Plant van de week

De kleine pimpernel behoort tot de rozenfamilie. Binnen deze groep valt hij op doordat het een windbestuiver is. Het stuifmeel wordt door de wind verspreid. Er komen dus geen insecten aan te pas. De plant is ook wel bekend als ‘bloedkruid’ of ‘sorbenkruid’. Die laatste twee namen zijn afgeleiden van de botanische naam, Poterium sanguisorba. ‘Sanguis’ betekent ‘bloed’. ‘Sorbis’ verwijst naar ‘absorberen’.

De plant wordt tot 60 cm hoog en bloeit van mei tot juli en van augustus tot september. De kleine pimpernel komt oorspronkelijk uit het Middellandse Zeegebied, maar komt in alle gematigde streken van Europa voor.

Op kalkhoudende grond in bermen, graslanden en op hellingen gedijt de kleine pimpernel. Zo ook dit exemplaar op een kalkhelling in de duinen van Nationaal Park Zuid-Kennemerland.

In Zuid-Limburg, het rivierengebied en de duinen is de kleine pimpernel vrij zeldzaam. Elders in Nederland is de soort zeer zeldzaam. Deze plant is een zogeheten indicatorsoort (karakteristiek voor een specifiek natuurtype) voor kalkgrasland, een bijzonder waardevol en in ons land zeldzaam biotoop.

De kleine pimpernel bevat looistoffen (ontstekingwerend en bloedstelpend) en saponine (antibacterieel) en werd toegepast bij het stelpen van bloedingen. In de middeleeuwen dronken soldaten een aftreksel van de kleine pimpernel, omdat ze geloofden dat opgelopen wonden dan minder sterk zouden bloeden.

In Angelsaksische landen wordt jong blad van de kleine pimpernel verwerkt in salades.

• Vastgelegde gegevens:
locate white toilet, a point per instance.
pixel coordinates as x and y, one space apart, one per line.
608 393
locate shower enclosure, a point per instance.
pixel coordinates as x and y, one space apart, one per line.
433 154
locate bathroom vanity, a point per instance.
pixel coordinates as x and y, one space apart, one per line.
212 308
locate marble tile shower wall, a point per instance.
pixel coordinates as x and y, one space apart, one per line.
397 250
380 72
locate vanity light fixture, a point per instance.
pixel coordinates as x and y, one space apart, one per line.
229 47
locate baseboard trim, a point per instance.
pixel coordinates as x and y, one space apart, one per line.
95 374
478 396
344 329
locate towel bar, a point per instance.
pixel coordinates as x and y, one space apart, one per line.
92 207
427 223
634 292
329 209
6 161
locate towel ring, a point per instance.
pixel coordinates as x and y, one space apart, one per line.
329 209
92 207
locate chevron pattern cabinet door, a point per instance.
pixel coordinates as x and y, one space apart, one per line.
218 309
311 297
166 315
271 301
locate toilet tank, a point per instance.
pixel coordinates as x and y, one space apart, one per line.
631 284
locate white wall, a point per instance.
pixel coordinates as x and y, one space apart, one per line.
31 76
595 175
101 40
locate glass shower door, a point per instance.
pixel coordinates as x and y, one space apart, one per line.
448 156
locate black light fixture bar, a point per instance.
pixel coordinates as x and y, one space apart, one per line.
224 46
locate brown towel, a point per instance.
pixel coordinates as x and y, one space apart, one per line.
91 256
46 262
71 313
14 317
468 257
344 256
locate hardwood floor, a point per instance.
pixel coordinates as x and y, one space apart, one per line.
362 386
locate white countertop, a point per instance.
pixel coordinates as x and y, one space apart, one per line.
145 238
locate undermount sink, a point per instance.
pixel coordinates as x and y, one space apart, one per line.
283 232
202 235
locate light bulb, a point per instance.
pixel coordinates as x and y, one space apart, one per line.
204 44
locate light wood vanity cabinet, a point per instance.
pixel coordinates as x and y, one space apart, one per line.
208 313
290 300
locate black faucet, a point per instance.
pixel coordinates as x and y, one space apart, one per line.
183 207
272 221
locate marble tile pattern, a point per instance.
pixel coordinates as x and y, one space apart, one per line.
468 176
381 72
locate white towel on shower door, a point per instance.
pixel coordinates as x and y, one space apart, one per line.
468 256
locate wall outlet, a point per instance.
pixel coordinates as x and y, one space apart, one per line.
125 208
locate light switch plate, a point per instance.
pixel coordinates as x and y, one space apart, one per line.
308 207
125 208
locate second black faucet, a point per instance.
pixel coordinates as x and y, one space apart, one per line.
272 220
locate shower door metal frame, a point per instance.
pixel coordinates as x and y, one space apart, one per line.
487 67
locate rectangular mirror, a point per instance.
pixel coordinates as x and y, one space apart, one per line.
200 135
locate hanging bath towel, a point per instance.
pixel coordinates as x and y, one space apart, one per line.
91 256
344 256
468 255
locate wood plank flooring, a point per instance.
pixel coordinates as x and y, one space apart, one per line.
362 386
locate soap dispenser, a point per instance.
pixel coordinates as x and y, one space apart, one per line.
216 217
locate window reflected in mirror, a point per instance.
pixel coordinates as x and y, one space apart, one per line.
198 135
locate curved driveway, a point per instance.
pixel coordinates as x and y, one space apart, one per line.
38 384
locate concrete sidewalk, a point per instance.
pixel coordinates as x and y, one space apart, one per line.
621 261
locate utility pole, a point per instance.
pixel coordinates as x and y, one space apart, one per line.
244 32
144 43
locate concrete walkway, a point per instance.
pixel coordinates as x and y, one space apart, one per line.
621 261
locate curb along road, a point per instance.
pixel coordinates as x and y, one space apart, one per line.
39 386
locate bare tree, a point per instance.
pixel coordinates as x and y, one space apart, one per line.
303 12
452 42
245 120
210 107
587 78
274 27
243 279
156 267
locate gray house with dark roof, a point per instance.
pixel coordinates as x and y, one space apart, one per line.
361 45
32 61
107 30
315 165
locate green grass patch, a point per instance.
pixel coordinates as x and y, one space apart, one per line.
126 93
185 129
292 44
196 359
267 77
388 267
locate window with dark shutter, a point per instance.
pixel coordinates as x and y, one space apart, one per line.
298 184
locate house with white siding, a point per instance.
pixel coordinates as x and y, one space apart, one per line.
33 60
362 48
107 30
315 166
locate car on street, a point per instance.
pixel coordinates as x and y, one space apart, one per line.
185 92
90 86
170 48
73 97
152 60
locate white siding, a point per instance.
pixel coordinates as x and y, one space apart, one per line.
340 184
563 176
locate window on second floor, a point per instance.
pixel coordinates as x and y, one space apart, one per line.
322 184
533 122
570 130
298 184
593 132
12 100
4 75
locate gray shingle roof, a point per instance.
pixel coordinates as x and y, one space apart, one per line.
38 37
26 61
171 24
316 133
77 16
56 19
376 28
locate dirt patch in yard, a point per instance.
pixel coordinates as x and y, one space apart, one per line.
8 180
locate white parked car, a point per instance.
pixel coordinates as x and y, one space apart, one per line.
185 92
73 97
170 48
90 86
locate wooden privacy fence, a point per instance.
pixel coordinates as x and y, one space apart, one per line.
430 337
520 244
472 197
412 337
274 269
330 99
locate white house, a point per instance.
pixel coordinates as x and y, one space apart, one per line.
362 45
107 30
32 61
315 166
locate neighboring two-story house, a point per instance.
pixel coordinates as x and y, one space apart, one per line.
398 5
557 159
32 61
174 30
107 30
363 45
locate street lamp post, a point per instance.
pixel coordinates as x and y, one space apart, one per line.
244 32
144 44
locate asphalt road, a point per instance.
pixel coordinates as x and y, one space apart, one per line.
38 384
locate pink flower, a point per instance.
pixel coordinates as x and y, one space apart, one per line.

---

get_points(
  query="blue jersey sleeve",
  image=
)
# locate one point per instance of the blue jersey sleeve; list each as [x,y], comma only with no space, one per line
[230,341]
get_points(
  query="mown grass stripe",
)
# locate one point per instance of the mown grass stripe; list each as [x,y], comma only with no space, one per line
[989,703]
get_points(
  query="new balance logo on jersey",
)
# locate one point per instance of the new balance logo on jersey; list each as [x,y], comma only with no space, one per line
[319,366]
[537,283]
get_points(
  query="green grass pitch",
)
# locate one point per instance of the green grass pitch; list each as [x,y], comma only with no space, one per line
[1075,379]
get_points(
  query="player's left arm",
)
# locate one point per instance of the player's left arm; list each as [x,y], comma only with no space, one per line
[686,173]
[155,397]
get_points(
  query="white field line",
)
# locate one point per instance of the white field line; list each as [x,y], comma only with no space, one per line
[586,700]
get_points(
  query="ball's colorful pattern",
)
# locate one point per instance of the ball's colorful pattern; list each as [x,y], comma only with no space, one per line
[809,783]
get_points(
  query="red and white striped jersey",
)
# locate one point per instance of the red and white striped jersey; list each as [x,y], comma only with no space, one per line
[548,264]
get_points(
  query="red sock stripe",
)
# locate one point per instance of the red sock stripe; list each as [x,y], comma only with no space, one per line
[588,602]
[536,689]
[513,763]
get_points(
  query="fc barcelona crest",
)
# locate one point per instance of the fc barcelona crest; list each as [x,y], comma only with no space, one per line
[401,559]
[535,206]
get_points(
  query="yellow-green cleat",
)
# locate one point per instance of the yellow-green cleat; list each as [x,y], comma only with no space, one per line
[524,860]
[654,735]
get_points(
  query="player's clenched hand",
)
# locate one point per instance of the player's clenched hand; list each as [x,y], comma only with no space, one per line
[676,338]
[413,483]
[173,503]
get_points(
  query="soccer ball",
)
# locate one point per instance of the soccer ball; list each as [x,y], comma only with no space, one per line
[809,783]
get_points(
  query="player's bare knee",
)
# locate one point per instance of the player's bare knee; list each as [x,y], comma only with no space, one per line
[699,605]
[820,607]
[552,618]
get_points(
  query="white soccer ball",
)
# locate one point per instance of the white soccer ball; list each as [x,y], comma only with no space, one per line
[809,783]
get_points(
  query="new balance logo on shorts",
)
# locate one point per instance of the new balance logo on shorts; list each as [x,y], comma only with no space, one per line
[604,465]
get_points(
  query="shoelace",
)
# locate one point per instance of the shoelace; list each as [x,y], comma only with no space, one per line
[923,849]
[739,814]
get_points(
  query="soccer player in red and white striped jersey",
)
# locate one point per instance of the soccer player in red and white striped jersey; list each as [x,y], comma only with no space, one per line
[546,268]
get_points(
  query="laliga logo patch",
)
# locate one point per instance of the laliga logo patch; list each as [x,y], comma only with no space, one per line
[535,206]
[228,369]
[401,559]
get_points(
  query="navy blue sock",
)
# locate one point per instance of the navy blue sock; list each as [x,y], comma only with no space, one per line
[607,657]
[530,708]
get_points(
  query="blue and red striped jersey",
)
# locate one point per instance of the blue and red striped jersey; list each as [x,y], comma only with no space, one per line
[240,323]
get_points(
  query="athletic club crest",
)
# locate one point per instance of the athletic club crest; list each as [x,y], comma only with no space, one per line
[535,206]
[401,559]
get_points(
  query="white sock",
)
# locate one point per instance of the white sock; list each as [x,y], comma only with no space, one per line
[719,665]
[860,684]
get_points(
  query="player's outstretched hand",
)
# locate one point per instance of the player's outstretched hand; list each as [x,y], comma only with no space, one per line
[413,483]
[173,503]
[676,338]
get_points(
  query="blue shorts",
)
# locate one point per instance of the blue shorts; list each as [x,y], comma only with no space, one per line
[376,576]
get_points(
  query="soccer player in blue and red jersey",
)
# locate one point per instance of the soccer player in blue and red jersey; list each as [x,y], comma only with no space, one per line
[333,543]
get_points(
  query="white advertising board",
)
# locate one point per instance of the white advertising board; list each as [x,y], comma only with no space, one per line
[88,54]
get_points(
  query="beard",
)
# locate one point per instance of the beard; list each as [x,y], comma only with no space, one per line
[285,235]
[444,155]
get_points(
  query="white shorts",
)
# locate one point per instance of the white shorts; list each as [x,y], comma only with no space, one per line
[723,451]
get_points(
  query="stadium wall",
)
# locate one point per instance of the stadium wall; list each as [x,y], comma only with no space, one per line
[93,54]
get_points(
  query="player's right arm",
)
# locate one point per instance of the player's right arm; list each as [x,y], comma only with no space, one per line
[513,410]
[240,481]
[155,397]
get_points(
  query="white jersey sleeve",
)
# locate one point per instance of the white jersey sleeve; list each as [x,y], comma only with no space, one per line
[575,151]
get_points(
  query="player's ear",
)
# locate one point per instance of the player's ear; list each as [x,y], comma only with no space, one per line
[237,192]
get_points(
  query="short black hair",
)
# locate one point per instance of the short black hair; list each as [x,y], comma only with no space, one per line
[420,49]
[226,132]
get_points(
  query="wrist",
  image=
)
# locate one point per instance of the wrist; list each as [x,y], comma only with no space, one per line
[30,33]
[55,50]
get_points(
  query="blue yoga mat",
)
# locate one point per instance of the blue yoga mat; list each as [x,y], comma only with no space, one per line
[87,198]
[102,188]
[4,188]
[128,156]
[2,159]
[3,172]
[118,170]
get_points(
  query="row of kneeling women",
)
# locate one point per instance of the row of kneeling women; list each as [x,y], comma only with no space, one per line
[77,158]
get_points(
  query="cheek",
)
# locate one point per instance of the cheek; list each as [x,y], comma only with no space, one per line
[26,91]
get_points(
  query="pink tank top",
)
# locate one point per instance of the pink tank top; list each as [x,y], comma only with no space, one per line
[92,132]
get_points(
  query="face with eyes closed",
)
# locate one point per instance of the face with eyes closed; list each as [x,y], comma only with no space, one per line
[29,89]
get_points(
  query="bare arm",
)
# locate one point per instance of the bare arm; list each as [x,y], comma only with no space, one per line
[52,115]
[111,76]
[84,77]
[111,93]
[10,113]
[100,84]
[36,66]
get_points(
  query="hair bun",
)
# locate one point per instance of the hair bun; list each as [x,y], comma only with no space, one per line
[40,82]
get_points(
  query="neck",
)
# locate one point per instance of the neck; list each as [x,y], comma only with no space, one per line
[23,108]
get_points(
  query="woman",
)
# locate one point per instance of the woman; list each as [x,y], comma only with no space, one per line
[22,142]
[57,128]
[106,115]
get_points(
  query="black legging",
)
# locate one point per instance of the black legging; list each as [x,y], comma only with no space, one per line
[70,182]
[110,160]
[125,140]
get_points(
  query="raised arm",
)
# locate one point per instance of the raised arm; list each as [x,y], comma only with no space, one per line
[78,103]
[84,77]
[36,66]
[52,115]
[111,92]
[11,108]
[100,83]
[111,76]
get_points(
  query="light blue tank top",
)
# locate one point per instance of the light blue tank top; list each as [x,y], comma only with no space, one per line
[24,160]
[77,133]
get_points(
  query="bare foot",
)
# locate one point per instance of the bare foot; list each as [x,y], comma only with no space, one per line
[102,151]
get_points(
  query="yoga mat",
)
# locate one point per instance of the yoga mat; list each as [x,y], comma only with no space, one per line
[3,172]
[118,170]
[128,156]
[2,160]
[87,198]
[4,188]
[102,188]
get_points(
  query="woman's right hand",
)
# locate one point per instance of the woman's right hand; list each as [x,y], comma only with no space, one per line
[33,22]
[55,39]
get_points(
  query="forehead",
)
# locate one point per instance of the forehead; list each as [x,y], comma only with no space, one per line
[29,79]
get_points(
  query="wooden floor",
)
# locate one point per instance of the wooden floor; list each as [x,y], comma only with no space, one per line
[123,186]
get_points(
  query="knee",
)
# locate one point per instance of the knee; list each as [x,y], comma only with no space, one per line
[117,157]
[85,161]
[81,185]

• Opdracht A:
Citeer uit de tekst over de kleine pimpernel het gedeelte van "In Zuid-Limburg, het" tot en met "sterk zouden bloeden.".
• Opdracht B:
In welke perioden van het jaar bloeit de plant volgens de tekst over de kleine pimpernel?

• Resultaat A:
In Zuid-Limburg, het rivierengebied en de duinen is de kleine pimpernel vrij zeldzaam. Elders in Nederland is de soort zeer zeldzaam. Deze plant is een zogeheten indicatorsoort (karakteristiek voor een specifiek natuurtype) voor kalkgrasland, een bijzonder waardevol en in ons land zeldzaam biotoop.

De kleine pimpernel bevat looistoffen (ontstekingwerend en bloedstelpend) en saponine (antibacterieel) en werd toegepast bij het stelpen van bloedingen. In de middeleeuwen dronken soldaten een aftreksel van de kleine pimpernel, omdat ze geloofden dat opgelopen wonden dan minder sterk zouden bloeden.

• Resultaat B:
Van mei tot juli en van augustus tot september.